Activity: Return verbatim all lines from the first one in the records to the line with "321L369 347L397 349L414", both ends kept.

*** Provided material ***

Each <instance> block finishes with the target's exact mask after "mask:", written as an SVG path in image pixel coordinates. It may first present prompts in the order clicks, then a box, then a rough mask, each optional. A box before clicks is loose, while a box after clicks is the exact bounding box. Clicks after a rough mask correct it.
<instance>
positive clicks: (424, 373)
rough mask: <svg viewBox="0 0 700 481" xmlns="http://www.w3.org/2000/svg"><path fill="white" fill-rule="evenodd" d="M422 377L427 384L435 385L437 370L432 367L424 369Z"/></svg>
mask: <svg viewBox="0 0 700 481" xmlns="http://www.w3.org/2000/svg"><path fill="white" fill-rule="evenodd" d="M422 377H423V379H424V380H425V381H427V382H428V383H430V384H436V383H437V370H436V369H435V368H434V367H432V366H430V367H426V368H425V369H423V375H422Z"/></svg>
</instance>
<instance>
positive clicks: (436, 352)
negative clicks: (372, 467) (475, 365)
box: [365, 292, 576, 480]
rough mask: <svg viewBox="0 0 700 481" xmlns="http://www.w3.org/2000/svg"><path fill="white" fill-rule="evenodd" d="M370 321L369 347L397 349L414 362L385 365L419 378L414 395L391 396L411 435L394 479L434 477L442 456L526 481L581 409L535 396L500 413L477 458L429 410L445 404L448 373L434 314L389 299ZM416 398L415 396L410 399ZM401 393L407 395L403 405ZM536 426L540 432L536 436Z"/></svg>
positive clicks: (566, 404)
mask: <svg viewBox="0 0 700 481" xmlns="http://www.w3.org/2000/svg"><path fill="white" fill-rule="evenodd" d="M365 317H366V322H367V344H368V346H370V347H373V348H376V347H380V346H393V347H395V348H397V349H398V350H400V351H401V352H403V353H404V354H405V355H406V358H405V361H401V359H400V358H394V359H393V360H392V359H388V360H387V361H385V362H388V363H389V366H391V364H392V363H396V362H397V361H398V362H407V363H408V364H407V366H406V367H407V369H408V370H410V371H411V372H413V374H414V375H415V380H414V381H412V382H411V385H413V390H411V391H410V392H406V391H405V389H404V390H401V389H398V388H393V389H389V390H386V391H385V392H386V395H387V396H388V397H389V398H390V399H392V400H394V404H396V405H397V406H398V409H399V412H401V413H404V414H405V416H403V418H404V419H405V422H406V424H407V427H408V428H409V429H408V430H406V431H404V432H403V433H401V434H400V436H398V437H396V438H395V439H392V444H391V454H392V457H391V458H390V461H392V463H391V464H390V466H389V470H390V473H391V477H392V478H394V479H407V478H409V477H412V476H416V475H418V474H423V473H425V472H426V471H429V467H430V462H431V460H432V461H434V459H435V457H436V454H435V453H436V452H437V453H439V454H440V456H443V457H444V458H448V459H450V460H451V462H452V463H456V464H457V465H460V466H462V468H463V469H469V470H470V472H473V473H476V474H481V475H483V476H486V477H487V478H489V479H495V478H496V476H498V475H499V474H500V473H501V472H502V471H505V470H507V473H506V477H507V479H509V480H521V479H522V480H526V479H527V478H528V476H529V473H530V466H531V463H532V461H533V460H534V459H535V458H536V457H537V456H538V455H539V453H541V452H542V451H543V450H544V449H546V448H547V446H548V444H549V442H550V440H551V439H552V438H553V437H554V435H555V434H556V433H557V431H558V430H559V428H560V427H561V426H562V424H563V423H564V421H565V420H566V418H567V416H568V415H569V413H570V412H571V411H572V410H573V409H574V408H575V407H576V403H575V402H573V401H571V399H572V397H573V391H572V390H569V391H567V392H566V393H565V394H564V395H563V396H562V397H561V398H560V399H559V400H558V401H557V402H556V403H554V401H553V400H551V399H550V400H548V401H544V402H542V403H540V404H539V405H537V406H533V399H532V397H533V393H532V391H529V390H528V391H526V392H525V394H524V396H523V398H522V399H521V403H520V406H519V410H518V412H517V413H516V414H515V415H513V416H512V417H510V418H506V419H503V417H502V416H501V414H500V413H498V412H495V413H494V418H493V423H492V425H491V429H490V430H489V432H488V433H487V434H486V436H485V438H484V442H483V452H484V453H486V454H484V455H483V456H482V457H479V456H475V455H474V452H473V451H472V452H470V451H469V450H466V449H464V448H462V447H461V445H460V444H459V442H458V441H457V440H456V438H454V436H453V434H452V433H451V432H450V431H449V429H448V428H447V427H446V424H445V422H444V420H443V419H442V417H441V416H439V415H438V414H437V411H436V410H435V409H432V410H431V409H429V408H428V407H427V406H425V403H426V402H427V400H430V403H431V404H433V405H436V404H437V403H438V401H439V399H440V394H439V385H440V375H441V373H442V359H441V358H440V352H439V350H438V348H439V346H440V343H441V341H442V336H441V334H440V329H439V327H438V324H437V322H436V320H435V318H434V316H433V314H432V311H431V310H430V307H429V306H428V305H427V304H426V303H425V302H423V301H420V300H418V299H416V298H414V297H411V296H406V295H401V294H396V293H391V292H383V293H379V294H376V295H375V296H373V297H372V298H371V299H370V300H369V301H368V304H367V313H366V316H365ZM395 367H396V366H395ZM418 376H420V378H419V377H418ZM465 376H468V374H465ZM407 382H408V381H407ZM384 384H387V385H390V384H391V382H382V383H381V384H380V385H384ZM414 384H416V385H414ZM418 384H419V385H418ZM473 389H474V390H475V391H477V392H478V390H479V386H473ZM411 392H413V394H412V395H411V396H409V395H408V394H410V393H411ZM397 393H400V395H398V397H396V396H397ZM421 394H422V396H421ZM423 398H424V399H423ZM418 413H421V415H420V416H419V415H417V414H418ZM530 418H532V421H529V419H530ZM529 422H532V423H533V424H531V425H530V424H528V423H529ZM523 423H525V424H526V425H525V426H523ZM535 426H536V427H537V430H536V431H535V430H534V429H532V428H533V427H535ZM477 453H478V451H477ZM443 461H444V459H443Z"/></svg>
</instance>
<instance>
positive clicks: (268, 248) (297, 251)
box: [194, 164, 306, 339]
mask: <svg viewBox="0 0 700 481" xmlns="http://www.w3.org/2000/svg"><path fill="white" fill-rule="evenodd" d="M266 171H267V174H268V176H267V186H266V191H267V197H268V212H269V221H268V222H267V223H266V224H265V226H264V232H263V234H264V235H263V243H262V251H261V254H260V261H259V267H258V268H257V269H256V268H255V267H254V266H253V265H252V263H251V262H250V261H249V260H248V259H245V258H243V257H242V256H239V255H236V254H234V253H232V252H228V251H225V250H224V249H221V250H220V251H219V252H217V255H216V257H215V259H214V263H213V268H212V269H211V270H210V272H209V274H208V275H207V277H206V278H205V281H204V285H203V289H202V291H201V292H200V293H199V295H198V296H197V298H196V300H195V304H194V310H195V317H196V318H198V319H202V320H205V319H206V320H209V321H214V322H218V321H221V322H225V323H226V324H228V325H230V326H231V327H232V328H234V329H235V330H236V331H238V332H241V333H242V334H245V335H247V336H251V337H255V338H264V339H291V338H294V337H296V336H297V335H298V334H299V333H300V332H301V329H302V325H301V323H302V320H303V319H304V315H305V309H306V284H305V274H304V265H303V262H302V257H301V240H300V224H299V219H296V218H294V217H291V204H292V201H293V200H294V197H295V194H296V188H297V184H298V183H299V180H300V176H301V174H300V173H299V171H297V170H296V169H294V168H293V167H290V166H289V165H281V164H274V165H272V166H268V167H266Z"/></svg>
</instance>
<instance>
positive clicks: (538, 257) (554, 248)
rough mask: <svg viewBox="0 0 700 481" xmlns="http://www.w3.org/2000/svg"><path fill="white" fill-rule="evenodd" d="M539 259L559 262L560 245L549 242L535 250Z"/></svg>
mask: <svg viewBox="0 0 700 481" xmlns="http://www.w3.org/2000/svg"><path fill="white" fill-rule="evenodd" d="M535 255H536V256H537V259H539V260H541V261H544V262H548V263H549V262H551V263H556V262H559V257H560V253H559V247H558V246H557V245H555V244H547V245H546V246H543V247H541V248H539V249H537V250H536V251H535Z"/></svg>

*** End of Provided material ***

Problem solution:
Each <instance> block finishes with the target's exact mask after "mask:", written as an SVG path in image pixel coordinates. It may first present prompts in the order clicks, then a box, then a rough mask, each optional. A box before clicks is loose, while a box after clicks is the exact bounding box. Clicks after a rough mask correct it.
<instance>
positive clicks: (424, 373)
rough mask: <svg viewBox="0 0 700 481" xmlns="http://www.w3.org/2000/svg"><path fill="white" fill-rule="evenodd" d="M422 377L427 384L435 385L437 370L432 367L424 369Z"/></svg>
mask: <svg viewBox="0 0 700 481" xmlns="http://www.w3.org/2000/svg"><path fill="white" fill-rule="evenodd" d="M422 377H423V379H424V380H425V381H427V382H428V383H430V384H436V383H437V370H436V369H435V368H434V367H432V366H430V367H426V368H425V369H423V375H422Z"/></svg>
</instance>
<instance>
positive clicks: (436, 352)
negative clicks: (372, 467) (475, 365)
box: [365, 292, 576, 480]
rough mask: <svg viewBox="0 0 700 481" xmlns="http://www.w3.org/2000/svg"><path fill="white" fill-rule="evenodd" d="M370 321L369 347L397 349L414 362L385 365L419 378L414 395L391 396L411 435L394 479L434 477L442 456L526 481L581 409L535 396L500 413L477 458L429 410L445 404L448 373L434 314L389 299ZM416 398L415 396L410 399ZM401 393L407 395L403 405ZM536 426L540 432L536 436Z"/></svg>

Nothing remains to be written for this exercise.